(Exercise aim):
Please quote only the lines that start at the one with "Front: Look at the image and find the white convertible" and go on to the last line of the data, both ends kept.

+ + + +

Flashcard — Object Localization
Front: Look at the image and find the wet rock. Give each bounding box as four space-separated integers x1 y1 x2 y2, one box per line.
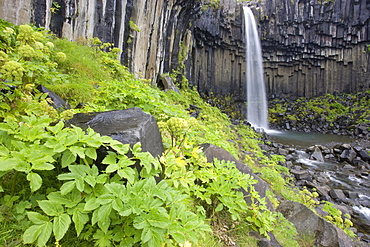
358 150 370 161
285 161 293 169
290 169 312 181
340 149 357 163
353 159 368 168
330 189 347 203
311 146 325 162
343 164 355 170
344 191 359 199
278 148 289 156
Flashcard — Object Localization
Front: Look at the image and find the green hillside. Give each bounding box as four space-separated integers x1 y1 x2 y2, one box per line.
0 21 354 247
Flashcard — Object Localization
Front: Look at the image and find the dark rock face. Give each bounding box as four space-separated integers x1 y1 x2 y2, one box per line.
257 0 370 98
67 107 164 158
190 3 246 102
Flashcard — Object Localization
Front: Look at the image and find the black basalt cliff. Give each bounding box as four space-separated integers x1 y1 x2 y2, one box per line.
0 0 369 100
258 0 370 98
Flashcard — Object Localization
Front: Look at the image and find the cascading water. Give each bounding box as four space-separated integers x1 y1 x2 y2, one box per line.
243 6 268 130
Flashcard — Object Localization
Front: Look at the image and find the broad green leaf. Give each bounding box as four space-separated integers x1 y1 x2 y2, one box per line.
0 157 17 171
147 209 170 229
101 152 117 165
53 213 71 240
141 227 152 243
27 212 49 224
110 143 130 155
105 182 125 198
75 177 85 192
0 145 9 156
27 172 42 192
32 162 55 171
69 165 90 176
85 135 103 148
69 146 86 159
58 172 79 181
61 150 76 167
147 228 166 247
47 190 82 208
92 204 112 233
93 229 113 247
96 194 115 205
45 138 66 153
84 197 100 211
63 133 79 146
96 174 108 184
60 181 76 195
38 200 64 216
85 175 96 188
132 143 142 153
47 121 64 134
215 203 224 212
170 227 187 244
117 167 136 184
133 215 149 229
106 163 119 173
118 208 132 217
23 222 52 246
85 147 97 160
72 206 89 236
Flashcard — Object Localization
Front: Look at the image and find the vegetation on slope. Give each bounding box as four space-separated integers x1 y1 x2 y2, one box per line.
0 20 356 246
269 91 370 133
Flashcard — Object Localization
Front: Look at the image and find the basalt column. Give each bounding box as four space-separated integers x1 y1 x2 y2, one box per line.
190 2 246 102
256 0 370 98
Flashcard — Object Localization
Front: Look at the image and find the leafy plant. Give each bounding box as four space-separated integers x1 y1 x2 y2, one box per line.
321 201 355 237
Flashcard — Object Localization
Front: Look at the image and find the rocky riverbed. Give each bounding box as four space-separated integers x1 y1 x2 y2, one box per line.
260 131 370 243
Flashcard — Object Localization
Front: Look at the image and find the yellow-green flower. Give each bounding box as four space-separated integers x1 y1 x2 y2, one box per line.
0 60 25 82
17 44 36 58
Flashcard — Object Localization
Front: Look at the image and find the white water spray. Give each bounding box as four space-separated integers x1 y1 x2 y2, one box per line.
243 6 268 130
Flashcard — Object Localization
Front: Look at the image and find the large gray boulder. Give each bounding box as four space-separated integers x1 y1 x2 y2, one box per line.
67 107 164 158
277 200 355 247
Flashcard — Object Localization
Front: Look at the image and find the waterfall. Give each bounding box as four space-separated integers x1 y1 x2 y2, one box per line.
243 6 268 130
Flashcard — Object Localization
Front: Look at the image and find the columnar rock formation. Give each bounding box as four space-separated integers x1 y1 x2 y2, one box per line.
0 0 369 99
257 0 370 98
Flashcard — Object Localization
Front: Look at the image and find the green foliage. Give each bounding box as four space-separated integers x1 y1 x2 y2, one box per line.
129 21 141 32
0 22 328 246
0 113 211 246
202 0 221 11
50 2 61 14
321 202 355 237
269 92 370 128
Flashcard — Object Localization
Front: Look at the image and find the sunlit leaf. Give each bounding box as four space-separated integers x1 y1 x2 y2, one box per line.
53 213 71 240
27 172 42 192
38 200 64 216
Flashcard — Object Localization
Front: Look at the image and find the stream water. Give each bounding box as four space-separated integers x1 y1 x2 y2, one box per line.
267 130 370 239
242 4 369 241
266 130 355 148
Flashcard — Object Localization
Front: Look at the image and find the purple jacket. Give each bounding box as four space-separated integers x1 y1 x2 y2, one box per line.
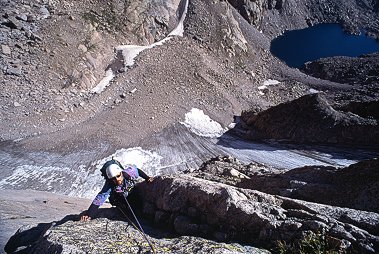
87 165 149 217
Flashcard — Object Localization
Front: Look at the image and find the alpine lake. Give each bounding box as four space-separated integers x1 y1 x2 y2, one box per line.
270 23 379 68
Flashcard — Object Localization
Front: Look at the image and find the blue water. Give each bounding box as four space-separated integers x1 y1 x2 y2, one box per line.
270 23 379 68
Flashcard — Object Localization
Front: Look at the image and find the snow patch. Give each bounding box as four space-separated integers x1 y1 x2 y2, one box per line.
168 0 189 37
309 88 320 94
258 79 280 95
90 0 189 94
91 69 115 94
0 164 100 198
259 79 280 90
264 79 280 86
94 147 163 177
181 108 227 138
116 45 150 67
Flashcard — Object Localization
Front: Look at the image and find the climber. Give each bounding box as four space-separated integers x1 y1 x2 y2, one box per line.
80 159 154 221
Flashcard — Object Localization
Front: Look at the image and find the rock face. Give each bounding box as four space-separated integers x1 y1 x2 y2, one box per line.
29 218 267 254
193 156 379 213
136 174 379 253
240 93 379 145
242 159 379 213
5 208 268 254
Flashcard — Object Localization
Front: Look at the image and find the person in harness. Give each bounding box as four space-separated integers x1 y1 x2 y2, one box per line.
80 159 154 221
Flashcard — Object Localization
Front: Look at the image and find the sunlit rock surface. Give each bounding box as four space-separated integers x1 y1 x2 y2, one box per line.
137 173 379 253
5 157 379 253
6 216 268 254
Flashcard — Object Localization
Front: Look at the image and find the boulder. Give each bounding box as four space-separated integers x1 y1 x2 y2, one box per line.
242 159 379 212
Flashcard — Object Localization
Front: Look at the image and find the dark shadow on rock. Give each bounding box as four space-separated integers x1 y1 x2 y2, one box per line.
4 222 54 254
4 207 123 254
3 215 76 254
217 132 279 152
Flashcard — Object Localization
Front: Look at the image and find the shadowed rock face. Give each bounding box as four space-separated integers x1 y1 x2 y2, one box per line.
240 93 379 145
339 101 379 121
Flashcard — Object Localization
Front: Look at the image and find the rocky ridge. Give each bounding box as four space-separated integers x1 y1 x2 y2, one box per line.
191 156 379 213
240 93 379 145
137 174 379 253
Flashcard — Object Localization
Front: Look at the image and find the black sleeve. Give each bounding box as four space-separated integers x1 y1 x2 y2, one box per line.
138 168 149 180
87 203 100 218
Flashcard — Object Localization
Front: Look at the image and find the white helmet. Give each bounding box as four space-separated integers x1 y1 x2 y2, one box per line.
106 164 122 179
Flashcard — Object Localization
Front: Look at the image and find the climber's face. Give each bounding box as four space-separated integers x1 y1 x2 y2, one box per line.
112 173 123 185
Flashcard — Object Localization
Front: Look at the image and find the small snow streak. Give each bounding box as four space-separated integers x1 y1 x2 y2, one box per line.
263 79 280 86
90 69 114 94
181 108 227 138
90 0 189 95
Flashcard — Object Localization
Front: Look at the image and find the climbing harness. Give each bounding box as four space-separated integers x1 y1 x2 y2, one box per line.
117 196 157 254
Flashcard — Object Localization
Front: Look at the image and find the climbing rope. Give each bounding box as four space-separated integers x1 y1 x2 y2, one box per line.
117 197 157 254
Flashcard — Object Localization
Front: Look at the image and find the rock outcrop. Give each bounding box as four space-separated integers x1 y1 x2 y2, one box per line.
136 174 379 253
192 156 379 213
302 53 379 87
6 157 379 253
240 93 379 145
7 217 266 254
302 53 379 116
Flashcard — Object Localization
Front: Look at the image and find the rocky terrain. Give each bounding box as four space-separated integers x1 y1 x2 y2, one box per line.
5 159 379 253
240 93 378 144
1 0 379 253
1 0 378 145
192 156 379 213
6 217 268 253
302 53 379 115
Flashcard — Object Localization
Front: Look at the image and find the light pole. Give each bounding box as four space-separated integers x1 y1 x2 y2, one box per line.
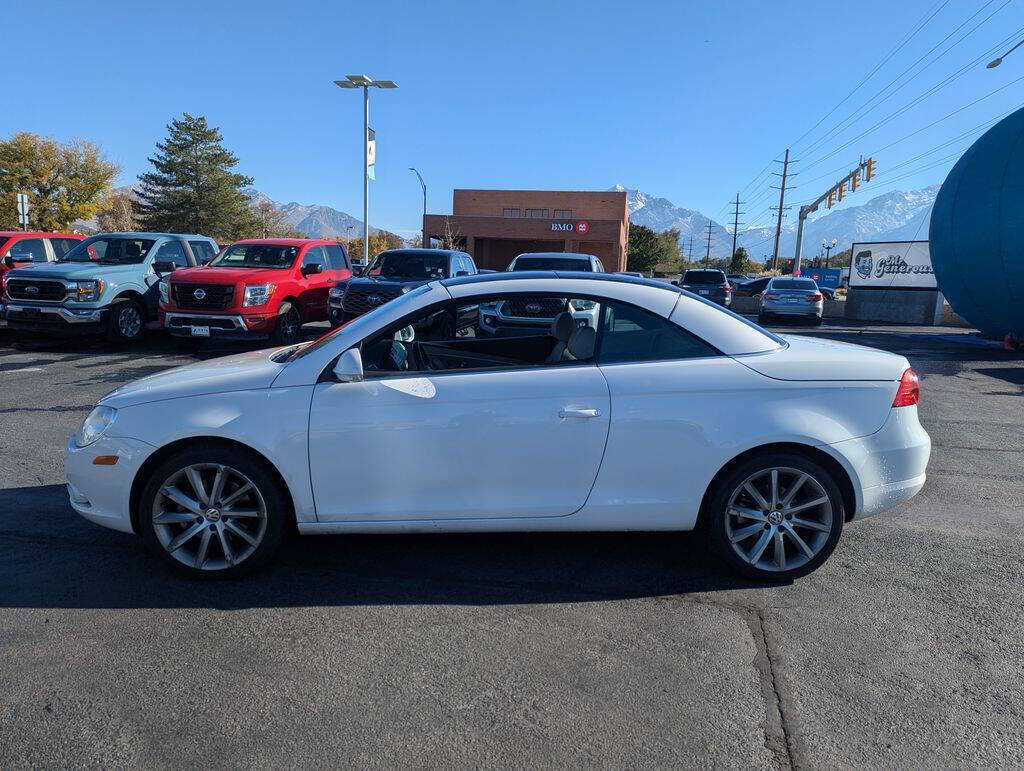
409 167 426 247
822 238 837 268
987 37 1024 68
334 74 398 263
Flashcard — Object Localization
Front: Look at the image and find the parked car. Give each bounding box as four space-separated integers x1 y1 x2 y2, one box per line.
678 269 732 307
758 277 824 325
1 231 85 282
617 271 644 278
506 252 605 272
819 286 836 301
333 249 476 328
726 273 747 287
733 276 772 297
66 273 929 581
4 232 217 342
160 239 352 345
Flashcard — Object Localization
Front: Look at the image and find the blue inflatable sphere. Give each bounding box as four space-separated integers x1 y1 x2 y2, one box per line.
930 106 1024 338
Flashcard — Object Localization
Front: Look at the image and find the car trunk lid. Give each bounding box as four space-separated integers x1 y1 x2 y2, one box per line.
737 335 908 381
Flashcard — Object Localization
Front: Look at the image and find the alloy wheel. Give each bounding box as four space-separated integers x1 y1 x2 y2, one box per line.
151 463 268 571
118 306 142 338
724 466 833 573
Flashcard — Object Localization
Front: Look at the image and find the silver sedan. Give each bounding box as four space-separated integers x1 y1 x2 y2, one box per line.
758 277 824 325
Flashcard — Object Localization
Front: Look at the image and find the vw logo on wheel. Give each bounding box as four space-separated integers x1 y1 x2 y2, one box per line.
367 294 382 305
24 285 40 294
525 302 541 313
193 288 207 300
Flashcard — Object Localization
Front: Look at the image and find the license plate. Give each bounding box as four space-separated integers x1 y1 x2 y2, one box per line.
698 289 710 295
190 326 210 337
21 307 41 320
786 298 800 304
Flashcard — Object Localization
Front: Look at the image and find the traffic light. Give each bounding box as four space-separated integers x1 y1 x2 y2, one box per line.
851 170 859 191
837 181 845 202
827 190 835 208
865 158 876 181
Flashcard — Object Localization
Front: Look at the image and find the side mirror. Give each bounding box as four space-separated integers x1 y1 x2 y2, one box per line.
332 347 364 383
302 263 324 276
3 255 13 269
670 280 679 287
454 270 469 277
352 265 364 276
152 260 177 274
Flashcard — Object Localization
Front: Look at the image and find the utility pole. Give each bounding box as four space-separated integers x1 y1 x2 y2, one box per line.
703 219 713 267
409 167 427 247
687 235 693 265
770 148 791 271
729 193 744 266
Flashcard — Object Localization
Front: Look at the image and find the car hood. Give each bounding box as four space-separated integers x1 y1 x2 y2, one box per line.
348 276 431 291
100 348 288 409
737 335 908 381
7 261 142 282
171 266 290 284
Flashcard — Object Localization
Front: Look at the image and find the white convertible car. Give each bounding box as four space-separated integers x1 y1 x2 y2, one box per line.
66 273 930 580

+ + + +

(Task result):
Front: Look at the image and find the white convertible car. Give each bounding box as four space-separated integers x1 y1 x2 y2, one box per line.
66 273 930 580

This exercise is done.